Start of Text

I haven't posted on here in a long time - hello to all. ;)

 

Sounds like an interesting project. I've actually done this, although it was rather simple. I'd forget trying to use PICs and custom controllers unless you fancy getting knee-deep in machine code. You'd also have to use several of them; one to handle input from your control surface, one to handle shift registers, and another (or more) to handle the DMX stream. All of them would have to be connected to a data bus with some RAM and a DMA controller thrown in for good measure. And I've not even started with keyboard and monitor support!

 

A far better idea would be to implement yours on a PC-on-a-card using a fairly decent processor. Something like a mini-ITX mainboard with built in VGA and a dual-core Intel processor can be had for under 70 quid. Install your operating system, such as XP Embedded if you like windows or some lightweight Linux thing and let the OS handle all the really complicated things. Now you're free to use a high-level language (C++ is ideal) which is far easier to debug and program.

 

Its possible to get some off-the-shelf USB-based pots, sliders and switch banks for your control surface. You plug them in, install the drivers which handles all the difficult stuff for you and you can access the position and status of each control with just a single line of code.

End of Text

→ Given instruction 1: Reproduce the forum post from "A far better" up to and including "debug and program.", word for word.

Start of Records shown

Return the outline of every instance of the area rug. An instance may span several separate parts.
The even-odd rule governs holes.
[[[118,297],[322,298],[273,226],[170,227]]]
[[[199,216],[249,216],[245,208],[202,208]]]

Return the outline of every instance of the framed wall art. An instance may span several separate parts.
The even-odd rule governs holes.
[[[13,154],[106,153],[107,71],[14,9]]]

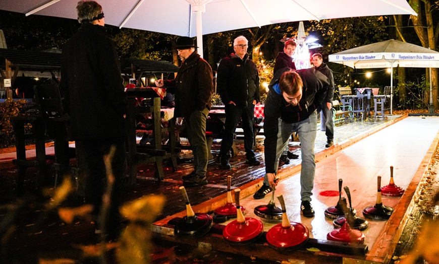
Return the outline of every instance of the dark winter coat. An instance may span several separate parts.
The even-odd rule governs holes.
[[[63,48],[60,89],[71,140],[125,137],[128,101],[105,28],[82,24]]]
[[[297,71],[303,82],[302,96],[299,104],[293,106],[285,101],[279,86],[276,85],[282,74],[290,70],[284,68],[276,72],[268,85],[269,90],[264,108],[264,146],[267,173],[275,173],[272,168],[276,156],[279,118],[291,123],[308,118],[321,104],[330,86],[327,78],[314,68]]]
[[[316,67],[315,69],[324,74],[325,76],[327,77],[327,79],[330,81],[330,86],[327,88],[327,91],[326,93],[326,96],[325,97],[323,102],[332,103],[333,98],[334,97],[334,91],[335,90],[335,87],[334,87],[334,75],[333,75],[333,71],[329,69],[329,67],[328,67],[327,65],[326,65],[324,62],[322,62],[320,65],[320,67]]]
[[[273,74],[275,74],[281,69],[287,68],[296,70],[296,64],[293,62],[293,58],[285,54],[285,52],[279,52],[276,56]]]
[[[175,88],[176,116],[188,117],[196,109],[210,110],[212,106],[212,68],[196,51],[182,63],[176,78],[165,81],[163,86]]]
[[[217,91],[224,104],[233,101],[246,106],[259,101],[259,77],[253,60],[246,54],[241,59],[234,53],[221,60],[218,67]]]

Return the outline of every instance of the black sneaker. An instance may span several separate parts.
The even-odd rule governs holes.
[[[230,162],[229,162],[229,159],[223,159],[220,161],[220,167],[221,167],[222,169],[226,169],[227,170],[230,170],[230,168],[232,166],[230,165]]]
[[[252,166],[256,166],[260,164],[261,163],[256,158],[256,157],[252,157],[250,159],[247,159],[245,164]]]
[[[289,159],[288,157],[287,157],[287,155],[283,155],[281,156],[281,158],[279,159],[279,163],[284,164],[289,164],[290,159]]]
[[[197,175],[194,175],[188,180],[183,181],[183,186],[185,187],[195,187],[196,186],[205,185],[207,184],[207,178],[205,176],[202,177]]]
[[[334,142],[332,140],[327,141],[327,144],[325,145],[324,146],[326,148],[329,148],[330,147],[332,147],[334,145]]]
[[[312,206],[311,205],[311,202],[309,201],[302,201],[300,211],[305,217],[314,217],[314,210],[312,209]]]
[[[287,152],[287,157],[290,160],[296,160],[299,158],[298,155],[296,155],[291,151]]]
[[[257,200],[262,199],[265,196],[265,194],[271,192],[272,190],[273,190],[273,189],[270,186],[263,184],[260,188],[255,192],[253,197]]]
[[[182,180],[184,180],[184,180],[188,180],[191,178],[192,178],[192,177],[193,177],[195,175],[195,171],[193,171],[192,172],[191,172],[190,173],[189,173],[189,174],[188,174],[187,175],[184,175],[184,176],[181,176],[181,179]]]

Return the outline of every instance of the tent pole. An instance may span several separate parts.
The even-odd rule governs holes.
[[[190,1],[186,0],[186,2],[191,4],[191,9],[192,12],[195,12],[195,17],[196,20],[197,25],[197,46],[198,48],[197,49],[197,52],[200,54],[200,56],[203,57],[203,27],[202,14],[206,12],[206,4],[210,2],[207,0],[201,1],[199,3],[199,1]],[[189,25],[190,27],[190,25]]]

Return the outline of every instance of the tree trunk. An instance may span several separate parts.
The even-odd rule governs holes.
[[[422,8],[421,3],[423,3],[424,9]],[[415,32],[422,44],[422,46],[429,47],[433,50],[436,49],[436,37],[437,34],[434,34],[434,28],[433,25],[433,18],[431,15],[431,3],[429,0],[412,0],[410,5],[413,10],[418,14],[418,16],[411,16],[412,21],[415,26]],[[425,21],[424,21],[425,18]],[[428,69],[426,71],[428,72]],[[426,74],[426,76],[428,76]],[[432,90],[433,105],[434,109],[438,109],[437,103],[437,87],[439,85],[437,80],[437,69],[431,69],[431,76],[429,77],[431,79],[431,88]],[[426,92],[427,96],[425,97],[425,103],[429,104],[430,93],[429,91]]]
[[[396,39],[404,41],[403,39],[403,30],[404,29],[401,26],[402,25],[402,15],[399,15],[396,16],[395,25],[396,29]],[[403,107],[406,106],[407,100],[406,98],[407,95],[407,89],[406,89],[406,69],[403,67],[398,68],[398,95],[399,97],[399,105]]]
[[[430,1],[425,1],[425,18],[427,21],[427,32],[428,34],[428,48],[433,50],[436,50],[436,39],[434,38],[434,29],[433,25],[433,17],[431,15],[431,4]],[[438,109],[437,104],[437,69],[431,69],[431,76],[429,76],[429,78],[431,78],[431,87],[430,89],[432,91],[433,97],[433,105],[434,106],[434,109]],[[428,98],[430,97],[430,93],[428,93]]]
[[[261,54],[260,47],[263,44],[265,43],[265,41],[268,38],[269,36],[272,34],[275,34],[276,32],[273,32],[273,29],[275,28],[275,25],[268,25],[261,27],[260,28],[256,28],[255,29],[250,29],[249,31],[251,33],[252,39],[251,40],[252,44],[252,53],[253,57],[252,59],[255,63],[259,61],[259,57],[262,55]]]

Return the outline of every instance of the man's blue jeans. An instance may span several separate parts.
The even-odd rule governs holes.
[[[209,114],[209,109],[203,111],[195,110],[191,115],[185,118],[185,124],[187,129],[188,140],[194,154],[194,165],[195,173],[204,177],[207,171],[207,142],[206,141],[206,120]]]
[[[325,134],[326,135],[327,141],[334,140],[334,122],[333,120],[333,111],[328,109],[326,102],[321,104],[321,110],[324,115],[324,125],[326,127]]]
[[[317,111],[314,111],[309,117],[297,123],[289,123],[279,118],[279,131],[276,147],[276,159],[275,168],[277,170],[281,154],[288,144],[291,134],[297,132],[300,140],[302,152],[302,169],[300,171],[300,195],[302,201],[311,201],[312,188],[314,187],[314,176],[315,172],[315,154],[314,144],[317,134]],[[264,177],[264,184],[269,186],[266,174]]]

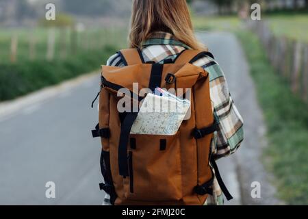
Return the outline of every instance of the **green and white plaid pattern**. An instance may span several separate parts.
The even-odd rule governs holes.
[[[142,56],[145,62],[162,63],[166,59],[175,59],[179,53],[190,48],[169,33],[155,32],[142,44]],[[107,64],[124,66],[120,56],[111,56]],[[205,55],[193,63],[203,67],[209,75],[210,96],[213,112],[219,122],[219,130],[214,133],[211,142],[213,156],[216,159],[228,156],[238,149],[243,140],[243,120],[234,105],[224,75],[216,61]],[[223,196],[217,180],[212,185],[214,194],[205,205],[223,205]]]

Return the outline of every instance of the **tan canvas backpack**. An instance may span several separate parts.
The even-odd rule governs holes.
[[[144,61],[139,49],[118,52],[126,66],[102,66],[99,125],[93,137],[101,138],[101,167],[113,205],[203,205],[211,194],[214,168],[228,199],[232,197],[211,158],[211,140],[216,130],[209,96],[209,77],[192,63],[208,52],[185,50],[164,64]],[[130,134],[138,112],[119,113],[118,91],[133,83],[149,88],[191,88],[191,116],[174,136]],[[187,96],[186,96],[187,98]]]

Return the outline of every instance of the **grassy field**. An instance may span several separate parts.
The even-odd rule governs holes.
[[[56,29],[54,58],[47,60],[49,31],[0,29],[0,101],[99,69],[111,55],[126,44],[126,31],[123,29],[88,30],[70,34],[69,31]],[[12,63],[10,50],[14,34],[18,36],[18,42],[17,61]],[[33,60],[29,58],[31,37],[36,41]],[[66,55],[63,55],[64,51]]]
[[[277,36],[308,42],[308,14],[266,14],[262,20],[268,23]],[[235,31],[241,27],[242,22],[236,16],[193,18],[196,30]]]
[[[277,36],[308,42],[308,14],[263,16]],[[268,146],[264,163],[275,175],[279,198],[288,204],[308,204],[308,110],[269,63],[260,42],[241,28],[236,16],[194,18],[196,30],[231,31],[242,42],[264,113]],[[253,51],[252,53],[251,51]]]
[[[277,14],[264,18],[277,36],[308,43],[308,14]]]
[[[293,205],[308,204],[308,110],[274,73],[257,38],[240,31],[268,129],[267,164],[276,175],[280,198]],[[253,53],[251,51],[253,51]]]
[[[48,35],[51,29],[46,28],[0,29],[0,64],[10,62],[10,46],[12,36],[18,37],[17,61],[29,60],[30,42],[34,42],[35,60],[46,59]],[[77,32],[70,29],[55,29],[55,59],[63,59],[63,54],[74,55],[86,50],[95,50],[105,45],[125,46],[126,31],[123,29],[90,29]],[[74,40],[74,41],[73,41]],[[72,42],[75,43],[73,45]],[[73,46],[77,49],[73,51]]]

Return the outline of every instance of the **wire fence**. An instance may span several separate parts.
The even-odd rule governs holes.
[[[0,29],[0,64],[23,61],[65,60],[79,52],[90,52],[107,45],[123,45],[123,28],[77,30],[75,28]]]
[[[259,37],[275,70],[308,103],[308,44],[275,36],[265,21],[253,22],[249,27]]]

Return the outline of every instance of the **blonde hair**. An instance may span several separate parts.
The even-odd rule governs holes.
[[[206,50],[194,34],[186,0],[133,0],[129,47],[141,47],[155,31],[173,34],[192,49]]]

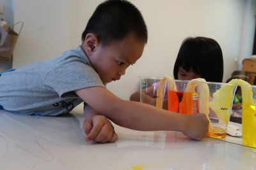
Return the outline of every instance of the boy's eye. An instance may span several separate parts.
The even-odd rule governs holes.
[[[124,65],[124,62],[121,62],[121,61],[117,61],[117,64],[118,64],[118,66],[122,66],[122,65]]]

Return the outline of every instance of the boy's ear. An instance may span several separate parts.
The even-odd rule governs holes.
[[[83,43],[83,47],[87,55],[91,54],[96,50],[98,45],[98,38],[94,34],[89,33],[86,34]]]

End of Records shown

→ Given instruction 2: Pick out every line of the rows that contains the string "pattern", and copy each one unchanged.

→ Complete response 1:
A far better idea would be to implement yours on a PC-on-a-card using a fairly decent processor. Something like a mini-ITX mainboard with built in VGA and a dual-core Intel processor can be had for under 70 quid. Install your operating system, such as XP Embedded if you like windows or some lightweight Linux thing and let the OS handle all the really complicated things. Now you're free to use a high-level language (C++ is ideal) which is far easier to debug and program.

→ Complete response 2:
Return the outline of every instance of the **green and white plaid pattern**. An instance may span several separate parts.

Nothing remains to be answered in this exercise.